Instructions to follow
Format every row below as a numbered list, omitting blank lines.

Source data
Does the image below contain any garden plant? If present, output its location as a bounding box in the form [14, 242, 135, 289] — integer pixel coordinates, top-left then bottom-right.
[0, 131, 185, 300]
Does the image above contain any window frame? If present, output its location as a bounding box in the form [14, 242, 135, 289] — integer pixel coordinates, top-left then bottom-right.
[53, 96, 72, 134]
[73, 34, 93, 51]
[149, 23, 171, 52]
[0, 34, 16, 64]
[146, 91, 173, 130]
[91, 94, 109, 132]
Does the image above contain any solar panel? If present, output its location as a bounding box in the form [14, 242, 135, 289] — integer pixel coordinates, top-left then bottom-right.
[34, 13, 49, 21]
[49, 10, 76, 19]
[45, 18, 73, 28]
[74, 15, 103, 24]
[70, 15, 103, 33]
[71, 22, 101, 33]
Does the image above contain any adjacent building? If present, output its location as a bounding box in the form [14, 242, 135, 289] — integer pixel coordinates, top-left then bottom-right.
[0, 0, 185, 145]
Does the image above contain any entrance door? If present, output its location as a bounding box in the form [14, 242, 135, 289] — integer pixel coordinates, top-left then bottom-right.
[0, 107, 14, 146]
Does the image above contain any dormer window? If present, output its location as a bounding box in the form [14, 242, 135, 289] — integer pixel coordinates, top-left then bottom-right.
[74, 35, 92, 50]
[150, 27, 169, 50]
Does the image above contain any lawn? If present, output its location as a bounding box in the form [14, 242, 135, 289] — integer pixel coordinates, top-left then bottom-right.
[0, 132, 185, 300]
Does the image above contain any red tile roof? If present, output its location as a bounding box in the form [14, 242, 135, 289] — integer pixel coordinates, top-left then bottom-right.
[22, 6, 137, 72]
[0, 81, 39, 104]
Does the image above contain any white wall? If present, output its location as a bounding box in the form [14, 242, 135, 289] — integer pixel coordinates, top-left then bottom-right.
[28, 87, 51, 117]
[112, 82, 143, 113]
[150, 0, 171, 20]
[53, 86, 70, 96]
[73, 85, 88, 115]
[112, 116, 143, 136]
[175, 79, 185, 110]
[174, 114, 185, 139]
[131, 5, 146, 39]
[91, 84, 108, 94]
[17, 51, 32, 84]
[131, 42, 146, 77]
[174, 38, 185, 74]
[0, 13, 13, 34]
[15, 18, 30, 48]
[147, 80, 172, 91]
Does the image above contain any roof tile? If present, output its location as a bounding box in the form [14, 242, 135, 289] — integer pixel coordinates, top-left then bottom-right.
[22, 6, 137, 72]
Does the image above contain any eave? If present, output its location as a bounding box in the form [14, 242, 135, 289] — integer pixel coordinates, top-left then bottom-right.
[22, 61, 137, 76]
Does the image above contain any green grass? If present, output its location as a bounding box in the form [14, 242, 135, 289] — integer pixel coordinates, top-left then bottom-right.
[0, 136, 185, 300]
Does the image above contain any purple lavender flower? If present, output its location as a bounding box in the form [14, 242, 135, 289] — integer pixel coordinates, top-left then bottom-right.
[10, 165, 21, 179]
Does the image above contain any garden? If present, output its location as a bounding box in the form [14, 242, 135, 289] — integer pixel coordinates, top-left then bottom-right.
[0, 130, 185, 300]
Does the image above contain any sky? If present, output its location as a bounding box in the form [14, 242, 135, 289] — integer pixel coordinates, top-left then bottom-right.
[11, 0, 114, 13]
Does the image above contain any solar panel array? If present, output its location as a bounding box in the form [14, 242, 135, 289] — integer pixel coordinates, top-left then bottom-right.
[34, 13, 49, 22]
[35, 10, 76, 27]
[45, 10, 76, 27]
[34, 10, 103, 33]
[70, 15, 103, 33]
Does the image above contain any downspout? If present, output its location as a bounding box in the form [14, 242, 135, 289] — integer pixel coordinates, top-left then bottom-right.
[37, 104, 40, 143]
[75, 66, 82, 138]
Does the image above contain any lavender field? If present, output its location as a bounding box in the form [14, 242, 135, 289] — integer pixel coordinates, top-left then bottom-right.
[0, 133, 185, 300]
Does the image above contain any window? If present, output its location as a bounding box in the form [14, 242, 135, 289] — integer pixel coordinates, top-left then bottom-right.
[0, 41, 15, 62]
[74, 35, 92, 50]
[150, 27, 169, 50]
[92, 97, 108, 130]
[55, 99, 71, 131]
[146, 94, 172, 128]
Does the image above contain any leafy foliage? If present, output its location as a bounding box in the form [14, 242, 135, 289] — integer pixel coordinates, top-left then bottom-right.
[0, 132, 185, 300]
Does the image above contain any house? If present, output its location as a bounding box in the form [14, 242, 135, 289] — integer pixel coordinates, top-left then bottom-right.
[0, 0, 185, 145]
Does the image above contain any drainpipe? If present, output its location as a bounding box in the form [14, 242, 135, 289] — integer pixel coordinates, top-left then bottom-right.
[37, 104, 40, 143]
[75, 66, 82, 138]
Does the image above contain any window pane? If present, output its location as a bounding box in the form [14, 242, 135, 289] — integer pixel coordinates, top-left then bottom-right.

Result of this exercise
1. Does the image below contain any garden plant? If present, output its location as a bounding box in the form [14, 242, 135, 289] — integer pixel coordinates, top-left then bottom-right.
2. [0, 131, 185, 300]
3. Does the image above contain any window frame? If present, output its location as a bounding box in the form [14, 242, 135, 289] — integer pixel coordinates, top-left then bottom-right.
4. [53, 96, 72, 134]
5. [73, 34, 93, 51]
6. [149, 23, 171, 52]
7. [0, 34, 16, 64]
8. [146, 91, 173, 130]
9. [91, 94, 109, 132]
10. Does the image above contain any solar panel? If present, output its location as a bounding box in the form [14, 242, 135, 289] — integer pixel coordinates, top-left then bottom-right.
11. [34, 13, 49, 21]
12. [49, 10, 76, 19]
13. [45, 18, 73, 28]
14. [74, 15, 103, 24]
15. [70, 15, 103, 33]
16. [71, 22, 101, 33]
17. Does the image above contain any adjacent building? If present, output its location as a bounding box in the form [14, 242, 135, 289] — integer pixel coordinates, top-left then bottom-right.
18. [0, 0, 185, 145]
19. Does the image above contain any entrance door? If present, output its location as a bounding box in the form [14, 242, 135, 289] — integer pixel coordinates, top-left then bottom-right.
20. [0, 107, 14, 146]
21. Does the image above contain any dormer window? If present, output its location as a bounding box in the form [14, 242, 135, 289] — integer pixel coordinates, top-left then bottom-right.
22. [74, 35, 92, 50]
23. [150, 27, 169, 50]
24. Does the image above contain any lawn? If present, output its location as a bounding box in the form [14, 242, 135, 289] — integer pixel coordinates, top-left then bottom-right.
25. [0, 132, 185, 300]
26. Does the image above contain any red tile roof? If present, output its location as a bounding box in the form [14, 242, 135, 289] — integer pixel coordinates, top-left then bottom-right.
27. [22, 6, 137, 72]
28. [0, 81, 39, 104]
29. Does the image above contain any white wall? If present, output its location as a bounding box in the form [14, 242, 135, 289] — integer pixel coordinates, top-left then bottom-right.
30. [28, 87, 51, 117]
31. [112, 82, 143, 113]
32. [150, 0, 171, 20]
33. [53, 86, 70, 96]
34. [73, 85, 88, 115]
35. [112, 116, 143, 136]
36. [175, 79, 185, 110]
37. [174, 114, 185, 139]
38. [131, 5, 146, 39]
39. [91, 84, 108, 94]
40. [17, 51, 32, 84]
41. [131, 42, 146, 77]
42. [174, 38, 185, 74]
43. [0, 13, 13, 34]
44. [15, 18, 30, 48]
45. [147, 80, 172, 91]
46. Does the image above contain any roof tile? If present, output its location as a bounding box in the form [14, 242, 135, 289] — integer pixel coordinates, top-left then bottom-right.
47. [22, 6, 137, 72]
48. Does the image above contain any eave? If present, output its location as a bounding box in the form [14, 242, 135, 289] — integer pixel coordinates, top-left then bottom-right.
49. [22, 61, 137, 76]
50. Does the image above contain any green grass? If present, output its location as a bounding box in the form [14, 242, 135, 289] — integer pixel coordinates, top-left then bottom-right.
51. [0, 136, 185, 300]
52. Does the image above contain any purple lavender flower? If present, output its location as a bounding box in the form [14, 242, 135, 289] — integer pixel coordinates, top-left then bottom-right.
53. [10, 165, 21, 179]
54. Does the image above contain any garden? If present, output its location as a bounding box in the form [14, 242, 135, 289] — integer pixel coordinates, top-left then bottom-right.
55. [0, 130, 185, 300]
56. Does the image above contain any sky? If present, output its location as a bounding box in the form [14, 242, 135, 289] — integer pixel coordinates, top-left then bottom-right.
57. [11, 0, 114, 13]
58. Does the image above contain any solar panel array? If present, output its location as a bounding box in the form [14, 242, 135, 289] — integer pixel coordinates, top-left then bottom-right.
59. [34, 13, 49, 22]
60. [35, 10, 76, 27]
61. [45, 10, 76, 27]
62. [34, 10, 103, 33]
63. [70, 15, 103, 33]
64. Does the image above contain any downspout? If present, output its location as a bounding box in the form [14, 242, 135, 289] — integer pixel coordinates, top-left then bottom-right.
65. [37, 104, 40, 143]
66. [75, 66, 82, 138]
67. Does the image above contain any lavender field? If present, output its location as a bounding box in the form [14, 242, 135, 289] — integer pixel coordinates, top-left then bottom-right.
68. [0, 133, 185, 300]
69. Does the image above contain any window? If present, output its location as a bounding box in the form [14, 242, 135, 289] — integer pixel coordinates, top-left then bottom-right.
70. [0, 41, 15, 62]
71. [74, 35, 92, 50]
72. [150, 27, 169, 50]
73. [92, 97, 108, 130]
74. [55, 99, 71, 131]
75. [146, 94, 172, 128]
76. Does the image above contain any leafy foliage? If present, output its location as a bounding box in the form [14, 242, 135, 289] — integer pixel coordinates, top-left then bottom-right.
77. [0, 132, 185, 300]
78. Does the image above contain any house? If present, output its location as a bounding box in the form [14, 242, 135, 289] — integer pixel coordinates, top-left then bottom-right.
79. [0, 0, 185, 145]
80. Does the image above contain any drainpipe? If present, output its location as a bounding box in the form [14, 242, 135, 289] — integer pixel coordinates, top-left then bottom-right.
81. [37, 104, 40, 143]
82. [75, 66, 82, 138]
83. Does the image above contain any window pane? If present, output its location as a bounding box in the form [14, 242, 135, 289] — integer pixel coordinates, top-left then bottom-right.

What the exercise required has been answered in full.